- What to do
Only the lines from the one containing "Target: the fingernail" through the end of the entries are wanted, retyped exactly and without pictures.

[Excerpts from a dataset]
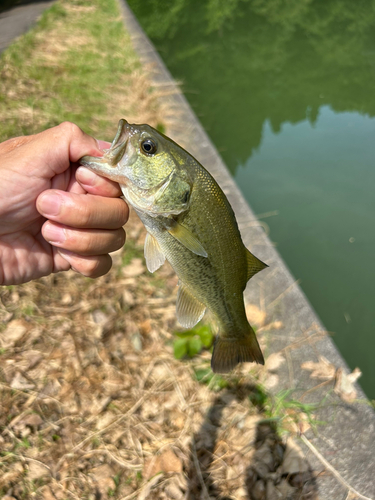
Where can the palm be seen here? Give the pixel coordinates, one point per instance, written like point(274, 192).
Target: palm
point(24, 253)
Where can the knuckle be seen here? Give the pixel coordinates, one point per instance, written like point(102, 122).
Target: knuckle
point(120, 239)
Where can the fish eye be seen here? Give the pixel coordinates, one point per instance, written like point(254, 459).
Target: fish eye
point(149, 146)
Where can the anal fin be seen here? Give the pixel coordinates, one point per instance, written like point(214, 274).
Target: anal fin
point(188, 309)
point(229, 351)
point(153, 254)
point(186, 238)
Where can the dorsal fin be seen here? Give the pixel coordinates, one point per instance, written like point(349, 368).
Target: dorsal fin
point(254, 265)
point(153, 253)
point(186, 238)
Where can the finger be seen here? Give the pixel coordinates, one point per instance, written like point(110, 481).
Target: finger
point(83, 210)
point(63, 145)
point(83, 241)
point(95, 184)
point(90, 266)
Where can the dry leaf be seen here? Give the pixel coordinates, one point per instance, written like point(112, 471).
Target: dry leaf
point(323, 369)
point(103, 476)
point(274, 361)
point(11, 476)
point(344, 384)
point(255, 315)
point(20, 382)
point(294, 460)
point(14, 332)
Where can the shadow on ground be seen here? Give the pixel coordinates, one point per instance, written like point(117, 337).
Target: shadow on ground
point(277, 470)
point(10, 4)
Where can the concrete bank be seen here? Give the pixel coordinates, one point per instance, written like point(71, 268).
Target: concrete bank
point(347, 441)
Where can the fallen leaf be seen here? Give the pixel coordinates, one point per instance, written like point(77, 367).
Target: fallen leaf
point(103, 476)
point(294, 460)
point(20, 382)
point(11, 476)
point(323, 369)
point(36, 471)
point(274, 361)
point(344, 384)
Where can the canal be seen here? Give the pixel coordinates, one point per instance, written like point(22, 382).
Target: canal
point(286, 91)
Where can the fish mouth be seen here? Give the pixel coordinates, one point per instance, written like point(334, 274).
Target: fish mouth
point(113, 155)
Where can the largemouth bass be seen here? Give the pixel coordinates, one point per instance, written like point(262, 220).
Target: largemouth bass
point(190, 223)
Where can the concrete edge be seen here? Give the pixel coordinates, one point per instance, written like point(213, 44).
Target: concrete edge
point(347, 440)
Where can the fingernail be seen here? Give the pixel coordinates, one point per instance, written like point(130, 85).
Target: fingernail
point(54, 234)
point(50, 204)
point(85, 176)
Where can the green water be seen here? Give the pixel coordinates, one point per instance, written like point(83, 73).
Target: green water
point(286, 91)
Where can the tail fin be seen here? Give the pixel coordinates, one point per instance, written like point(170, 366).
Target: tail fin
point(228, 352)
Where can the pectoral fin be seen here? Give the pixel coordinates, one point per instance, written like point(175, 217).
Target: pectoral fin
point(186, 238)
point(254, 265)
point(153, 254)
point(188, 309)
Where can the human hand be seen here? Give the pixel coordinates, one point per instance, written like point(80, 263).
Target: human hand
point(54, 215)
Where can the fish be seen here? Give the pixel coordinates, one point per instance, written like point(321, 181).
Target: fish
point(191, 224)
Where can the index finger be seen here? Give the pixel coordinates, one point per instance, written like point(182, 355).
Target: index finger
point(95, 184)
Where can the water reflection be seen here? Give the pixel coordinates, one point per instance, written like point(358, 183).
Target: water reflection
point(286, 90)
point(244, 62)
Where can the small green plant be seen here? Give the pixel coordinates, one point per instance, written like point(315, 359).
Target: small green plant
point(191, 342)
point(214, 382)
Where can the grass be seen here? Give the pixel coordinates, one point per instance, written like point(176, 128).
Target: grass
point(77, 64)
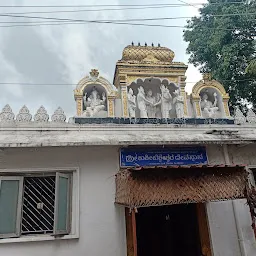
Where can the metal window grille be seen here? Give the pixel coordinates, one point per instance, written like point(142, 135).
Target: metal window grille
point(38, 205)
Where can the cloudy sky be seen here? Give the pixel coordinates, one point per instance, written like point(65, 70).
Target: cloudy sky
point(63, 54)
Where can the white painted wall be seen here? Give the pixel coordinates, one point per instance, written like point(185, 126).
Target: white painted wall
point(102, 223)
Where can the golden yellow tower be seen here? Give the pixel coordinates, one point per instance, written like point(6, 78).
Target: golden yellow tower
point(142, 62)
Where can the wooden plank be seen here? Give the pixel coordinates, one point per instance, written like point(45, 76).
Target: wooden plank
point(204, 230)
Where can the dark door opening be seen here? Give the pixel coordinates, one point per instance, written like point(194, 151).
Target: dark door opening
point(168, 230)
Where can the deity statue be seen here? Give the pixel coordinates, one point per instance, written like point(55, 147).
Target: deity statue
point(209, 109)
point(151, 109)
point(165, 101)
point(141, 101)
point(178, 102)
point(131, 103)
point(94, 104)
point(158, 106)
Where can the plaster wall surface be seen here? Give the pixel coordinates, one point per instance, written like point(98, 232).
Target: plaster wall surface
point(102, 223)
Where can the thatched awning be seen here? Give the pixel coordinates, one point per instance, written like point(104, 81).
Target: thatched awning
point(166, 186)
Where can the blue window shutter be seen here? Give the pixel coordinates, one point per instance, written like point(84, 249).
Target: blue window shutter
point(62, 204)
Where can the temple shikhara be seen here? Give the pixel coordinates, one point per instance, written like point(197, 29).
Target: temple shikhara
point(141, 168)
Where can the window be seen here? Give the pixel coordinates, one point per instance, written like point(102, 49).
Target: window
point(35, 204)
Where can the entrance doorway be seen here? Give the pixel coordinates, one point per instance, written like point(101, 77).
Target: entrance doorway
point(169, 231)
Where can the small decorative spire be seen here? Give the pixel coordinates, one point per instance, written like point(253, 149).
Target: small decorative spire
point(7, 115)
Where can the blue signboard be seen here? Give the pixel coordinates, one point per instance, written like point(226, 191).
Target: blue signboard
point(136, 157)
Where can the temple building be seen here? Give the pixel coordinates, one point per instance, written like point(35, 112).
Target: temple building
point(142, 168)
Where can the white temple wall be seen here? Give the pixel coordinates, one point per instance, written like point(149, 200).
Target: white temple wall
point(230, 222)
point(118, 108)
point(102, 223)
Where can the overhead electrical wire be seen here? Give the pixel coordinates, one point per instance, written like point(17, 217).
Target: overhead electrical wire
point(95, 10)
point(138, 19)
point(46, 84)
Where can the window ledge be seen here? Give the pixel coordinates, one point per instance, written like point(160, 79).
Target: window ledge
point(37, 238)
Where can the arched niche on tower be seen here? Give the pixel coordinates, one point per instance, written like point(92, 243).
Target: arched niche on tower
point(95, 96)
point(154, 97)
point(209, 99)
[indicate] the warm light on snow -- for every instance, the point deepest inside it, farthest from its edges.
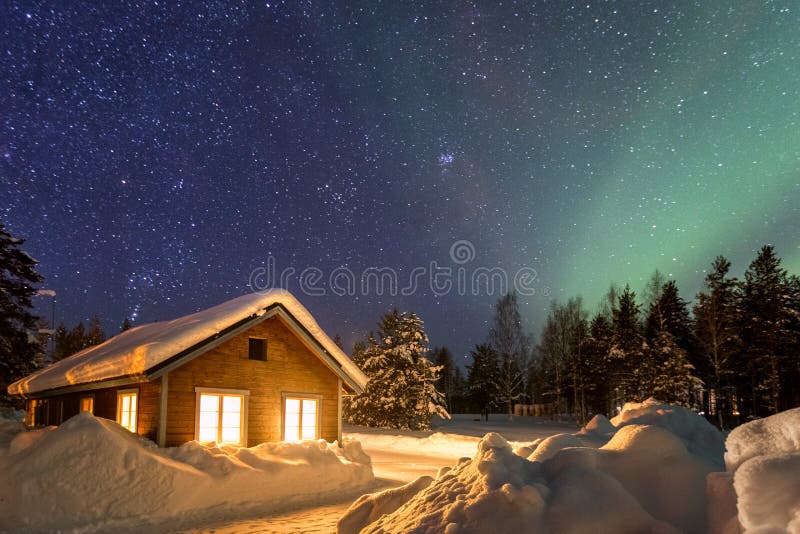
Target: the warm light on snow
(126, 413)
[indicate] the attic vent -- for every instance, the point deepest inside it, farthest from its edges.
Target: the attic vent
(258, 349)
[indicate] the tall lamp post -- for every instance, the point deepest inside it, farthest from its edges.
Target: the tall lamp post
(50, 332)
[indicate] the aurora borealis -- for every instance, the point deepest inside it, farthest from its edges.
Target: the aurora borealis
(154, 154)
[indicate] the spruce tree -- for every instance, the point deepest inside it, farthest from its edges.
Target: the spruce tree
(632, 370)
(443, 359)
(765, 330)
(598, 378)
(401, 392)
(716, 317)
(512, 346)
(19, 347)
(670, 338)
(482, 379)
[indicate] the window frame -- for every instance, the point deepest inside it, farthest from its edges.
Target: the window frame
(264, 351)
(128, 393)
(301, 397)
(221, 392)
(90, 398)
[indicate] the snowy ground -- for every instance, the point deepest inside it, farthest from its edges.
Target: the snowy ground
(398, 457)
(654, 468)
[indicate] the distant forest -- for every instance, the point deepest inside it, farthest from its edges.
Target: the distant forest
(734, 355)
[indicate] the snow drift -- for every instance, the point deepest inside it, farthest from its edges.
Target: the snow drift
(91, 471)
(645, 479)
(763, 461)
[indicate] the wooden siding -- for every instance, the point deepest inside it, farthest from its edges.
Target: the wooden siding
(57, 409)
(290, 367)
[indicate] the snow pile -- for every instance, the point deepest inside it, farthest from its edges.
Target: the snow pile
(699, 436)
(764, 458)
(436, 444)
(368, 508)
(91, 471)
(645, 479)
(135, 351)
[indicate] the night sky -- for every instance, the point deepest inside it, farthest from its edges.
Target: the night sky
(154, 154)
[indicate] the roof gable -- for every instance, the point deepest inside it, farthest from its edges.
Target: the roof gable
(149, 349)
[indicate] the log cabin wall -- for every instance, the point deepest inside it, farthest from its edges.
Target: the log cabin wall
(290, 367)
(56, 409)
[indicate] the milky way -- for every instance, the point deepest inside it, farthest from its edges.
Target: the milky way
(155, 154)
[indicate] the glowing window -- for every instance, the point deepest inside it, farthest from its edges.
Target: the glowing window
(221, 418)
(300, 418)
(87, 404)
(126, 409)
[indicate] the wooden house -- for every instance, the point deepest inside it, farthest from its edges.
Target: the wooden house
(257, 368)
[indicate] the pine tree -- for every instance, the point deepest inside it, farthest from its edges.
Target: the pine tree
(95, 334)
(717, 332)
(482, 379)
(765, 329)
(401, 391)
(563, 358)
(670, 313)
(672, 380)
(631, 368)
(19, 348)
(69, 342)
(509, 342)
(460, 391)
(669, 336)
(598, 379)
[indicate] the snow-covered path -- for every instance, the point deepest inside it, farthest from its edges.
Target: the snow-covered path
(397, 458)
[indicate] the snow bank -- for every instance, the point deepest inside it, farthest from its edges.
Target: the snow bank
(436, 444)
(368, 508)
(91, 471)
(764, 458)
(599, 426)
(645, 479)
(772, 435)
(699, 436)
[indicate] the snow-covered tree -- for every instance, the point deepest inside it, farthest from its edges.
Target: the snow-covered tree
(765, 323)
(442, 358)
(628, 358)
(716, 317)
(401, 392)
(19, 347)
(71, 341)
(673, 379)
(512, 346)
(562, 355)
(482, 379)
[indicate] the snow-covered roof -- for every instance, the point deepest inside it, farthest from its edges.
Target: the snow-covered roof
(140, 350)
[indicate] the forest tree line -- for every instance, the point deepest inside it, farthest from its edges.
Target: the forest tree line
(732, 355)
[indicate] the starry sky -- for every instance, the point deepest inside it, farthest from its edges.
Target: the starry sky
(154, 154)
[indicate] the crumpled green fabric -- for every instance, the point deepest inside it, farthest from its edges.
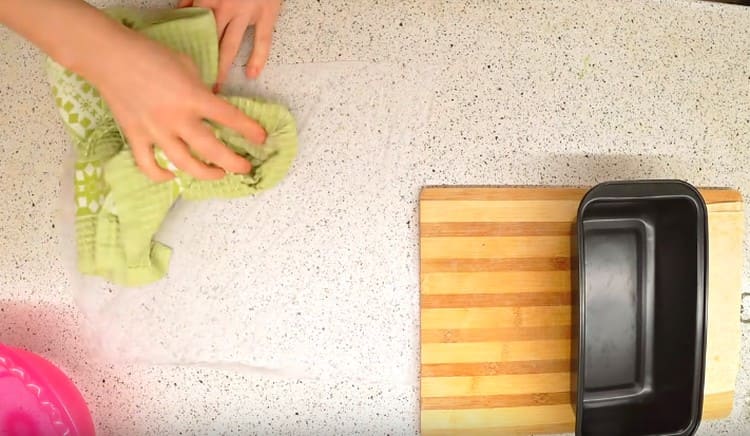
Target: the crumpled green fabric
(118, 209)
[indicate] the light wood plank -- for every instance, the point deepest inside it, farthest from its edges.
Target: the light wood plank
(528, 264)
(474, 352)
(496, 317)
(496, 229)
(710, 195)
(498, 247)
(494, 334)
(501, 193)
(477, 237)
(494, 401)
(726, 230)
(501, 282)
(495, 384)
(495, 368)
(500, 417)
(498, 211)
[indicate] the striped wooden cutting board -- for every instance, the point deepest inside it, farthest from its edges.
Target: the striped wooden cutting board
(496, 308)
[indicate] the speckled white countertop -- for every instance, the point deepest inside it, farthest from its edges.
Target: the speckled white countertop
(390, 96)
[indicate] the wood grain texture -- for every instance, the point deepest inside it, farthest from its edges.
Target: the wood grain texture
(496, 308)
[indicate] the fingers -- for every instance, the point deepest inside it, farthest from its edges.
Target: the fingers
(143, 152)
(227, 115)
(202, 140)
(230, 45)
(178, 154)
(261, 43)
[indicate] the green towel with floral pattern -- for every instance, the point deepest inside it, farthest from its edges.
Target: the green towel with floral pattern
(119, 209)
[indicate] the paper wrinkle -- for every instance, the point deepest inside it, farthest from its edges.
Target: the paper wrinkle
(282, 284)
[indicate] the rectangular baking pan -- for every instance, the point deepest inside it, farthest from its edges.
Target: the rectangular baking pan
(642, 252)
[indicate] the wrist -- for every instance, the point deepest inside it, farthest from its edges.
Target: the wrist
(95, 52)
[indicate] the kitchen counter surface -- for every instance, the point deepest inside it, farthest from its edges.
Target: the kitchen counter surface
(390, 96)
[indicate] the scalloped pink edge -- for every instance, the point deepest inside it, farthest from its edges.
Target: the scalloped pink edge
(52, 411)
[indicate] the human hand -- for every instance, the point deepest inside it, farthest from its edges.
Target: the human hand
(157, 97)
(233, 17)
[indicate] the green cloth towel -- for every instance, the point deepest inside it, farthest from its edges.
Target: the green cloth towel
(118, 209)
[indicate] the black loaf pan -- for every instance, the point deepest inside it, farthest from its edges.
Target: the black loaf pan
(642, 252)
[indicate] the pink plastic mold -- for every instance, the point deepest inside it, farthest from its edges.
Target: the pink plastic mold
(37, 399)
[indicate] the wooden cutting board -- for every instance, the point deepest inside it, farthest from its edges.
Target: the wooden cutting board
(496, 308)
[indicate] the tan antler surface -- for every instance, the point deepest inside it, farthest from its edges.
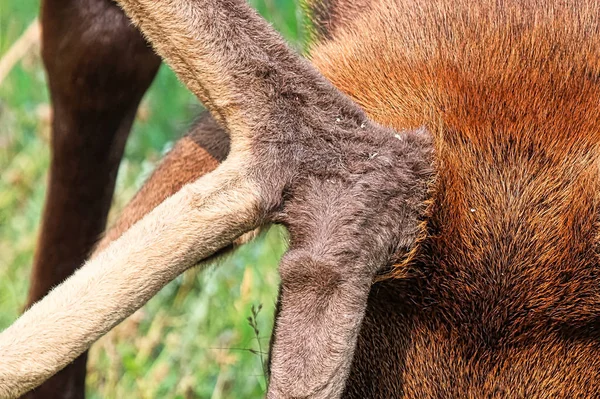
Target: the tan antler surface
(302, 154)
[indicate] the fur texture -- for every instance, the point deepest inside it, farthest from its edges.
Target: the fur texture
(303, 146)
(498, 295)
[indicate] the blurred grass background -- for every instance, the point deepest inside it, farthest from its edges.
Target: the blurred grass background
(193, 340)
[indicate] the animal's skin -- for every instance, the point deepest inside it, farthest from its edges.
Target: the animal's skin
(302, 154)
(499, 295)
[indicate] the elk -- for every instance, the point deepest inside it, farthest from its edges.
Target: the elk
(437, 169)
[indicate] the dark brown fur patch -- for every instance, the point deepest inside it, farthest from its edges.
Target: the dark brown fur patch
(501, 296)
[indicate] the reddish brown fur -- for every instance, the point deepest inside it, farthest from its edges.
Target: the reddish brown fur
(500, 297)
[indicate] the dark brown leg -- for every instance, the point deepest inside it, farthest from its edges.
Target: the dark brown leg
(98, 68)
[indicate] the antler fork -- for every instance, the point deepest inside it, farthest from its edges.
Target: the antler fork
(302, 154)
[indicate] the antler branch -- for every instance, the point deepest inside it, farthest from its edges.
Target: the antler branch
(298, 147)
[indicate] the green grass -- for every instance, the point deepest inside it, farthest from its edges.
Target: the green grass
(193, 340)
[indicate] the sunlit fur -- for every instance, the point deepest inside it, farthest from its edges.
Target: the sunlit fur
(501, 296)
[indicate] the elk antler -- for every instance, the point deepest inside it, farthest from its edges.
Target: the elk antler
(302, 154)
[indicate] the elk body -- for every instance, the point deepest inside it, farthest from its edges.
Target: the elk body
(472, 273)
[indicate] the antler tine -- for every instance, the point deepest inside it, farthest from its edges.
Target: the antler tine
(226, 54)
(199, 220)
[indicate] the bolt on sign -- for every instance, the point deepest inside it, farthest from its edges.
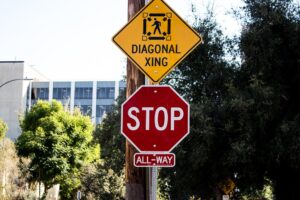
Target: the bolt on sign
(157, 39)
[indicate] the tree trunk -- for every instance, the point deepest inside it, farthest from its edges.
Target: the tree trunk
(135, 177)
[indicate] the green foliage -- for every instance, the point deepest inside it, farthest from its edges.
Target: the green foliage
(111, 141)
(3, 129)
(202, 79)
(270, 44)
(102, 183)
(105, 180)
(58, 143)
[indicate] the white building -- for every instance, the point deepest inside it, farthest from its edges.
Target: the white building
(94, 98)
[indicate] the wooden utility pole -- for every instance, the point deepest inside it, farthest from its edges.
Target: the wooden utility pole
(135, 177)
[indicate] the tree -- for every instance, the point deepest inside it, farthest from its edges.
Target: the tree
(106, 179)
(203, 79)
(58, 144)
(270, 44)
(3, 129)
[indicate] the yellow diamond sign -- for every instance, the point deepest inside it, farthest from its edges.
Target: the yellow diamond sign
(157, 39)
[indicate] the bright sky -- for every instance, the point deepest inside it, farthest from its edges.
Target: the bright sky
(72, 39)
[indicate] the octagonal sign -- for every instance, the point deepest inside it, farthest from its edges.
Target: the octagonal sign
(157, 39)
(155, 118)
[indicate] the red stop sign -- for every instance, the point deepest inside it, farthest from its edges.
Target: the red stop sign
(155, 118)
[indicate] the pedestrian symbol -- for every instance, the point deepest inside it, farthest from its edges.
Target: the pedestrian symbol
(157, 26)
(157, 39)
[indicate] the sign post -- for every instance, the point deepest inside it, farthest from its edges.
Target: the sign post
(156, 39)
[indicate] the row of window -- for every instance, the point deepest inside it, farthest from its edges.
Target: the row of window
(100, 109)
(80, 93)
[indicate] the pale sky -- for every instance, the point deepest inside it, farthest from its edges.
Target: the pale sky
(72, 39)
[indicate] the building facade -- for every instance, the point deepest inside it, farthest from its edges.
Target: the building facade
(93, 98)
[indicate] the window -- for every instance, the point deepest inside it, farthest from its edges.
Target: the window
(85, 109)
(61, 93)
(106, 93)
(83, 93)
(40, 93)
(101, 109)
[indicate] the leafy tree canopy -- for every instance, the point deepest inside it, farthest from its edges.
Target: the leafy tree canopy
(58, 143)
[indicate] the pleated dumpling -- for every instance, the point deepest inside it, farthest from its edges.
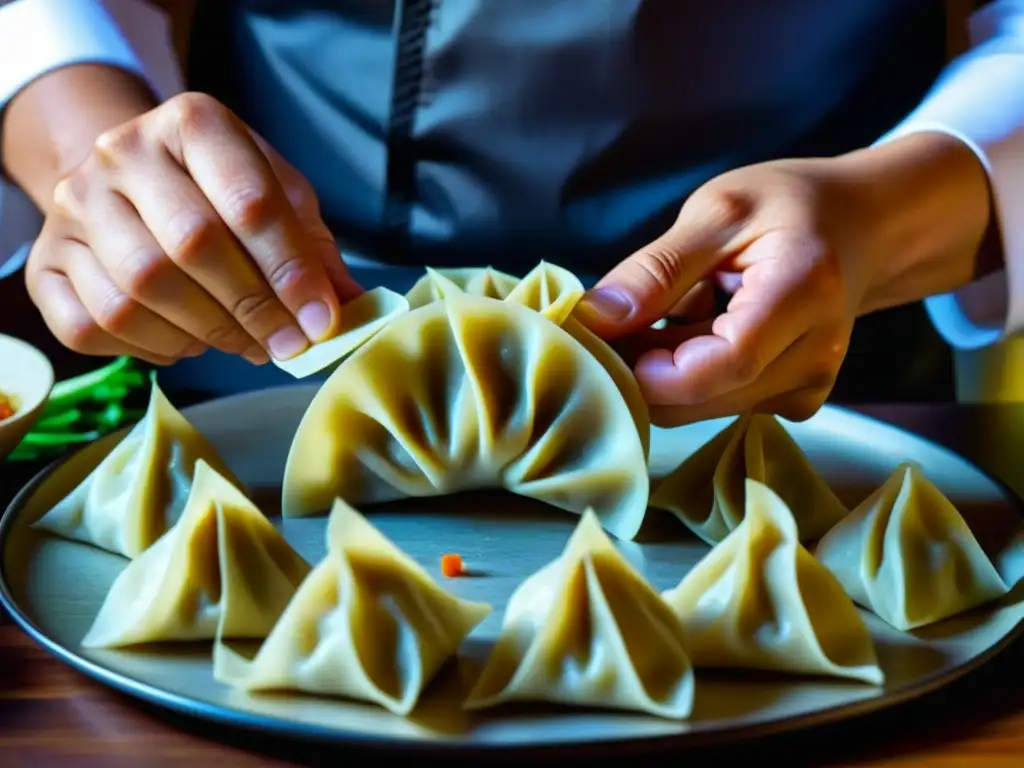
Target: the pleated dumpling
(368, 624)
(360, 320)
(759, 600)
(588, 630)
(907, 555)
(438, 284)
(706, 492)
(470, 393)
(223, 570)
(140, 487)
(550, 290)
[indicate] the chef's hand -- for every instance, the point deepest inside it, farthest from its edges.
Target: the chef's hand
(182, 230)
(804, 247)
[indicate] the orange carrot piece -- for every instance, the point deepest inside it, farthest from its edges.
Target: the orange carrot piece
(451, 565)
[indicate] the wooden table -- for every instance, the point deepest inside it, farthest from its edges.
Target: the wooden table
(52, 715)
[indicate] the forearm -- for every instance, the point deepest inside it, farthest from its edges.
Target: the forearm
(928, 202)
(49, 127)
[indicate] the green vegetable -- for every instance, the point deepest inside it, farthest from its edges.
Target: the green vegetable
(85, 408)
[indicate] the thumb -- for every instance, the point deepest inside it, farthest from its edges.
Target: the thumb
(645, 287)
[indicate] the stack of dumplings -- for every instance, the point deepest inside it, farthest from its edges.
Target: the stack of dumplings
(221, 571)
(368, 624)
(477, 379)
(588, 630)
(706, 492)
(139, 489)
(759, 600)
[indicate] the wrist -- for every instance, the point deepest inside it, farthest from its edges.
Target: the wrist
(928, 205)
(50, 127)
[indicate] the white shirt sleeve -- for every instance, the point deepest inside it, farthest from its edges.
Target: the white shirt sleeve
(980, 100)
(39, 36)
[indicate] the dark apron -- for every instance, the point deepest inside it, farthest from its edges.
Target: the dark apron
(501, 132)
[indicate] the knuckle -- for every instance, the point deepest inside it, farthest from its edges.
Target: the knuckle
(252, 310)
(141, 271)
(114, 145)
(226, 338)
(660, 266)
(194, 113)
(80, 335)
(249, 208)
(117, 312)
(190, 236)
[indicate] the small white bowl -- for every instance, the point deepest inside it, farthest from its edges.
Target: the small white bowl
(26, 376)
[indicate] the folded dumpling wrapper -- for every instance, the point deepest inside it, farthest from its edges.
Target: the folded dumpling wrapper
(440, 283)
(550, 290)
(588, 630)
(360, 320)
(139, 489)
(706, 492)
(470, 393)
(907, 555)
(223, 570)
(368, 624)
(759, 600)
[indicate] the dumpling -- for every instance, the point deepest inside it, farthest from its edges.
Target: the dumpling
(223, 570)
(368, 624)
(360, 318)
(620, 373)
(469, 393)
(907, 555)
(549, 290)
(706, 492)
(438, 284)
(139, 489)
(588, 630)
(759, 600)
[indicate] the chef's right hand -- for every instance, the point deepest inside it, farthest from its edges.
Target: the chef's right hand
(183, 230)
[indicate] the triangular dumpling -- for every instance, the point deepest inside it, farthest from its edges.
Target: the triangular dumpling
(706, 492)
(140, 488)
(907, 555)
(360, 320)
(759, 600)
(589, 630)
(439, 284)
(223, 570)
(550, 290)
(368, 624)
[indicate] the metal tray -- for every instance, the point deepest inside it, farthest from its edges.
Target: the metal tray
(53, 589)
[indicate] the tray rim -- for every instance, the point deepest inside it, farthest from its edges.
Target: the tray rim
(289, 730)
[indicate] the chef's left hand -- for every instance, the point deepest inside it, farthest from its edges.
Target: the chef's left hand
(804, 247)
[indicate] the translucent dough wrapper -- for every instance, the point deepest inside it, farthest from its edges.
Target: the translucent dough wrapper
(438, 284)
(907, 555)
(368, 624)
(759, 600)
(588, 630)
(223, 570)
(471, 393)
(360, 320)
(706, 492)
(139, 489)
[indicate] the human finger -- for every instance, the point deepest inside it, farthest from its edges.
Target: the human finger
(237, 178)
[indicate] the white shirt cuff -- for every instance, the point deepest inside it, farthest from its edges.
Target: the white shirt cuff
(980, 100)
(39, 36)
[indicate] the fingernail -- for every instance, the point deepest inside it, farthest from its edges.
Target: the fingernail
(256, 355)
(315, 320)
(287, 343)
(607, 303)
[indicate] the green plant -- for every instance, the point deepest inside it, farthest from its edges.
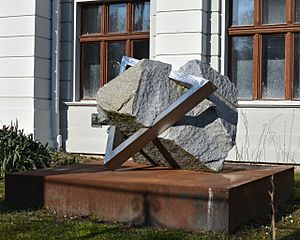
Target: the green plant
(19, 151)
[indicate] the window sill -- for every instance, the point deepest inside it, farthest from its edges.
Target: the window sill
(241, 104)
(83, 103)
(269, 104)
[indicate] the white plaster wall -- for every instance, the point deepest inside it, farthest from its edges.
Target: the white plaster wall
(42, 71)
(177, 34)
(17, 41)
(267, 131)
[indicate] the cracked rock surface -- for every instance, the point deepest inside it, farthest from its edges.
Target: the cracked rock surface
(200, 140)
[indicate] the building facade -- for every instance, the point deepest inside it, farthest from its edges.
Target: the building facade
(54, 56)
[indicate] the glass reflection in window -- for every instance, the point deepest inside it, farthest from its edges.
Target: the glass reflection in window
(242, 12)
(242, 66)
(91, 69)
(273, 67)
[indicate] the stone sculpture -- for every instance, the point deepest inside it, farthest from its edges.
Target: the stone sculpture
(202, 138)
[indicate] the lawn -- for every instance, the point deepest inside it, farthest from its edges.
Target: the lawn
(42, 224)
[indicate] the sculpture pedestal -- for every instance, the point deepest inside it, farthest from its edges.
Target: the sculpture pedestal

- Answer for this exercise
Target: the fingernail
(256, 355)
(315, 320)
(287, 343)
(607, 303)
[indicate] the green plant -- for every instance, the point deepest inside it, farthest from its edges.
Target: the green plant
(19, 151)
[indicate] the window sill -- for every instance, the point deepest inside it, farthest from its edges.
Target: the window sill
(241, 104)
(83, 103)
(269, 104)
[indicate] the white plaster wall -- for every instance, the point deepest inside it, farthest from its edges.
Target: the white plaster wall
(42, 71)
(177, 34)
(17, 41)
(267, 131)
[indicate] the cracked rock surface -- for every instance, the point deepest inside it, farthest from its edges.
Target: the cracked rock surface
(200, 140)
[indicate] the building facade -- for every instance, the point deepest inside it, farthest from its edges.
Target: the building facade
(54, 56)
[indicate] the glass reflection in window -- for every instance, the point deepest inside it, farthest from its edges.
Target: the glass reflection in window
(242, 12)
(242, 66)
(91, 69)
(273, 67)
[indicate] the stone sculpture -- for every instance, the point deepest inside it, farthest from its edges.
Target: the stone sculpture
(202, 138)
[indicate] the lawn -- for every instance, the point deepest inside it, farthest from its edges.
Target: the lawn
(42, 224)
[indicate] the sculpture pedestal -- for every instance, the point deepest inside it, farthest from its edges.
Target: the sculpture pedestal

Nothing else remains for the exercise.